◆ **TEXT BLOCK**:

==================================================

Miss Woollard’s three-roomed home sits half-way up the slopes of the valley, obscured from the road by a tangle of blackberries.

She has been an indefatigable fighter for the abolition of herbicides for 15 years, a stand which she says has isolated her from much of the farming community.

“People refer to me at ‘that silly old duck up the mountains’ but I’m not afraid,” she said.

Miss Woollard, whose farm upbringing taught her to be cautious with all poisons, became concerned about chemical sprays when she saw the effect it was having on her sheep and cattle.

It’s all written down in an old ledger book: the spastic calves, the 15 cows she had shot by a neighbour because of calving paralysis, the deformities too distasteful to mention.

A stroll around her paddocks revealed further shocks.

A Friesian bull, which was sprayed with 2,4,5-T in 1967 while tethered by the roadside, developed a tumour-like growth on its back. “His daughter was born in 1980 with blisters,” Miss Woollard said.

Miss Woollard produced a steer’s skull with a grotesque bone deformity under its jaw. She claimed it was rapid bone cancer, which developed after the animal was exposed to herbicide.

She motioned to a pen where an emaciated cow, ribs protruding through its dull, matted coat, tottered about on shaky hindlegs: “I found her upside down in a gully in 1975. She’s never put on fat due to a breakdown in her metabolism.”

==================================================

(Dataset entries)
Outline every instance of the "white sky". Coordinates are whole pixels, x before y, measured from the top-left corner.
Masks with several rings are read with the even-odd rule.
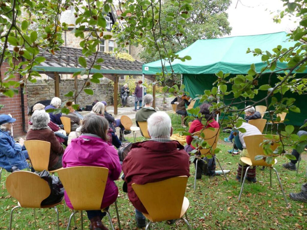
[[[237,1],[232,0],[227,11],[232,29],[230,35],[224,37],[289,32],[295,27],[295,19],[289,20],[287,16],[282,19],[280,24],[273,21],[278,10],[283,9],[280,0],[240,0],[236,8]]]

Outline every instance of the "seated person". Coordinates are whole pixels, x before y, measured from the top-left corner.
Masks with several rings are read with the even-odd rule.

==================================================

◆ **PROBLEM STATEMENT**: From the text on Miss Woollard's farm, output verbatim the part that opens with the words containing "She has been" and closes with "the farming community.". The records have no connection to the text about Miss Woollard.

◆ **ANSWER SPACE**:
She has been an indefatigable fighter for the abolition of herbicides for 15 years, a stand which she says has isolated her from much of the farming community.